## [Given text]
· · ·
Our General Terms and Conditions of Purchase also apply to future purchase and work contracts for which we are the buyer/client, even if they are not expressly referred to.


I. Offers

1.) Bids must be made in writing and must be submitted free of charge. The preparation costs (e.g. travel, preparation of plans) are at the expense of the supplier/contractor.

2.) Quotations must contain the information required for processing by us, in particular our enquiry number and project reference, our material number and the name of the clerk.

3.) The supplier must examine an offer professionally and is instructed to expressly point out any deviations (from inquiry documents). Without any indication of deviations that are detrimental to us, our order is deemed to have been placed on the basis of our unchanged query documents, unless we have recognized the deviations.


II. Orders

1.) Our orders and all agreements with us must be placed in writing, by fax or by e-mail.

2.) Changes or additions to the order by the Supplier (amending acceptance) shall only take effect if they are immediately confirmed by the Client/Purchaser in writing, by fax or by e-mail.


III. Order Confirmation

1.) Unless otherwise agreed, each order must be confirmed by the supplier/contractor without delay, stating the clerk, the material number and the order number, but no later than within 5 working days.

2.) Order confirmations must be sent to logistics@vf-lightspan.com.

3.) If we do not receive the order confirmation within the specified period, we are entitled to withdraw from the contract without any claims against us – regardless of the legal grounds.


IV. Prices

1.) The prices shown in our order are binding. They include packaging, material certificates according to valid standards, certificates of origin and other approvals such as CE, CSA, UL markings, as well as delivery based on DDP delivery address, according to INCOTERMS in the current version.

2.) Unless otherwise stated, the statutory value added tax is included in the price.

3.) We reserve the right to return packaging material to the supplier/contractor at the supplier’s/contractor’s expense.

4.) Invoices must contain the delivery address, the name of the clerk, the order number, our material number, the delivery quantity, the price and all information required by VAT Act; as long as this is not the case, invoices are not due.

5.) Invoices are to be sent to invoices@vf-lightspan.com.


V. Delivery, Manufacturer’s Obligations

1.) The delivery time and quantity specified in our order is binding.

2.) The supplier/contractor is obliged to inform us immediately in writing as soon as he realises that he cannot meet the delivery time in whole or in part. If no new delivery time is agreed upon as a result, we are at least entitled to withdraw from the contract without the supplier/contractor having any claims against us. This also applies if the delay is due to official orders, strikes and/or force majeure.

3.) If the supplier/contractor is in default with the delivery in accordance with the contract, in particular free of defects, we may demand lump-sum compensation from the supplier/contractor for damage caused by delay in the amount of 1% of the agreed order value per week, but not more than 5% of the agreed order value, if the agreed end date is culpably exceeded.

If settlement against measurement and a provisional order amount has been agreed, this will be taken as a basis. If intermediate dates have been agreed and a quantified partial remuneration has been agreed in the order, we shall be entitled to demand lump-sum compensation for damage caused by delay in the amount of 1% of the agreed order value per week, but not more than 5% of the agreed order value, if the agreed intermediate date is culpably exceeded.

If settlement against measurement and a provisional order amount has been agreed, this will be taken as a basis. The lump-sum damages for exceeding an intermediate deadline are offset against the lump-sum damages owed for exceeding a deadline.
· · ·
## [Dataset entries]
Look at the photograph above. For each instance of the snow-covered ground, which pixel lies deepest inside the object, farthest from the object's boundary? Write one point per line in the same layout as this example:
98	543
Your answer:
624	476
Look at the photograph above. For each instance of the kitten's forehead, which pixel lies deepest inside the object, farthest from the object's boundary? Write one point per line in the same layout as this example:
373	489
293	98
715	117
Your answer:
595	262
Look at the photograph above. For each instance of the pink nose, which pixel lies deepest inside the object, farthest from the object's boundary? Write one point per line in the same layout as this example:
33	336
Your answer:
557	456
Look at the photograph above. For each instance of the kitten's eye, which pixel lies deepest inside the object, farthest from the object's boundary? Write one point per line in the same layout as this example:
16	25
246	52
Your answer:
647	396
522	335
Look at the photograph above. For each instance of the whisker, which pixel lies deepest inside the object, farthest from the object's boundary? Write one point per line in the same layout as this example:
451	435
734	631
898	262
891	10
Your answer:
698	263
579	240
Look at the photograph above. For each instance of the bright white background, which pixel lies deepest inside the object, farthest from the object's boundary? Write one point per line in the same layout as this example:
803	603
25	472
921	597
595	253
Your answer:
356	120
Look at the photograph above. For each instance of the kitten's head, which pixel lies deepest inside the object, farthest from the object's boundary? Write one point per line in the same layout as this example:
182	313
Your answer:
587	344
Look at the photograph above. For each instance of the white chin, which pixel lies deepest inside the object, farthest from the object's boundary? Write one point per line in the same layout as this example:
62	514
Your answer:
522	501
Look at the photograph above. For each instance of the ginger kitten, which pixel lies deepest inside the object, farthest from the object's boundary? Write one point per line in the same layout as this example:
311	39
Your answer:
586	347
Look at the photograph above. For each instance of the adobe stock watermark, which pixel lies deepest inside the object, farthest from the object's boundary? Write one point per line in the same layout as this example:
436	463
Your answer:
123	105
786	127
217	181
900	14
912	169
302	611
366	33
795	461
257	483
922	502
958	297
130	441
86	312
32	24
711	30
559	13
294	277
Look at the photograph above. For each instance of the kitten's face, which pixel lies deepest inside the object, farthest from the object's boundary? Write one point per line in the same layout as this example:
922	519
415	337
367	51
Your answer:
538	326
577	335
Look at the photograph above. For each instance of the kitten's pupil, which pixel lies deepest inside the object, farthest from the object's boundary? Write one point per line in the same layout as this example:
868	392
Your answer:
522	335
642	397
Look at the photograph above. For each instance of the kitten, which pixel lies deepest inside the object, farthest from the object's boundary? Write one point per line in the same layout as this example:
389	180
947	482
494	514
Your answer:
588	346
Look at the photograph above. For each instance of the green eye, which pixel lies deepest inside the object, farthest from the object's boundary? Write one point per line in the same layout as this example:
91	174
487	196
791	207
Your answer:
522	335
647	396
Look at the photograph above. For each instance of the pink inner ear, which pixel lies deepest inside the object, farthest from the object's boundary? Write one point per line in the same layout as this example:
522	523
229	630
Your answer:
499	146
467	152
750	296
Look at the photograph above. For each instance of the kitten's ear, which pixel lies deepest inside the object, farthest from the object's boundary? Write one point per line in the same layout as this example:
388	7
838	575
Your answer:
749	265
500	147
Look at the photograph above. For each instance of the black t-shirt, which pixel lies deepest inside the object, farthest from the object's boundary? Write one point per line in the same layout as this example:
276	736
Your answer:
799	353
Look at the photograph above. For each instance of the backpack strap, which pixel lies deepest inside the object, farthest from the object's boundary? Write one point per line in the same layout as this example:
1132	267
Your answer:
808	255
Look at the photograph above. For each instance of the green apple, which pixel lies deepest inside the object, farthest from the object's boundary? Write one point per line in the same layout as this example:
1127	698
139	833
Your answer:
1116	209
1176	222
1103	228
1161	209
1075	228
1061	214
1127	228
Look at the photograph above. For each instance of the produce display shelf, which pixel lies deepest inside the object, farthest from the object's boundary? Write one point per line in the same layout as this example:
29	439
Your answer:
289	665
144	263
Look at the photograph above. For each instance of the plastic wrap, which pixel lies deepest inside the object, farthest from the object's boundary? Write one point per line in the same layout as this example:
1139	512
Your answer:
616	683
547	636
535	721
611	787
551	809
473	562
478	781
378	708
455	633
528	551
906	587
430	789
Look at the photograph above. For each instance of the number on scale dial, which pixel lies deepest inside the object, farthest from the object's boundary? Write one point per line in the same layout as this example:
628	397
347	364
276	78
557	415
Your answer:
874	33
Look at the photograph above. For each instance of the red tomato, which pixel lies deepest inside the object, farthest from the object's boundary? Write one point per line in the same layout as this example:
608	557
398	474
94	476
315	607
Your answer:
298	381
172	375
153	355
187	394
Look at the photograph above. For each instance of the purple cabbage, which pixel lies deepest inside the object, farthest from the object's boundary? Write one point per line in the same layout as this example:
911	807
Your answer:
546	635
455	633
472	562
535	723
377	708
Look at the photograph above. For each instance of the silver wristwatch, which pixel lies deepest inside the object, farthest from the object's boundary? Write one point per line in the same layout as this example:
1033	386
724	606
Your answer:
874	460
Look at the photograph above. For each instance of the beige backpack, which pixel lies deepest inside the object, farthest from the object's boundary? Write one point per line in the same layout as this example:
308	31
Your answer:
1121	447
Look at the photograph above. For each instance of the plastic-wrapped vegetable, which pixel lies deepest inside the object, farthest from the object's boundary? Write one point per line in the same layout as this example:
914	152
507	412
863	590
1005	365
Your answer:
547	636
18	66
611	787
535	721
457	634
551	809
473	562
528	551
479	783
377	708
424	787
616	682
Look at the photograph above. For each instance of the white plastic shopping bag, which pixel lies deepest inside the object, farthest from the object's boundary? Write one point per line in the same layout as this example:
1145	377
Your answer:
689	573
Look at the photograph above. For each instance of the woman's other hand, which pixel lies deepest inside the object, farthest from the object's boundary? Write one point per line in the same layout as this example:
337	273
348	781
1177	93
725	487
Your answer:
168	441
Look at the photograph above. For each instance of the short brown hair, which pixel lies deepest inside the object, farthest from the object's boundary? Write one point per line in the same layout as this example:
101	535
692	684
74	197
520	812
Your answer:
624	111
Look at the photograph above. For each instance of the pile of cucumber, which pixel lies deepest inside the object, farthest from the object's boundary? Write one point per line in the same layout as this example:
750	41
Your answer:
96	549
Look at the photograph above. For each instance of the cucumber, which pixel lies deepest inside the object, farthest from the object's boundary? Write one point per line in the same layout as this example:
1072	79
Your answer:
· · ·
## [Exercise instructions]
Please take the purchasing terms starting at the words "4.) Invoices must" and ending after "order is binding.", and write out that part again with "order number" switched to "purchase order number".

## [Written answer]
4.) Invoices must contain the delivery address, the name of the clerk, the purchase order number, our material number, the delivery quantity, the price and all information required by VAT Act; as long as this is not the case, invoices are not due.

5.) Invoices are to be sent to invoices@vf-lightspan.com.


V. Delivery, Manufacturer’s Obligations

1.) The delivery time and quantity specified in our order is binding.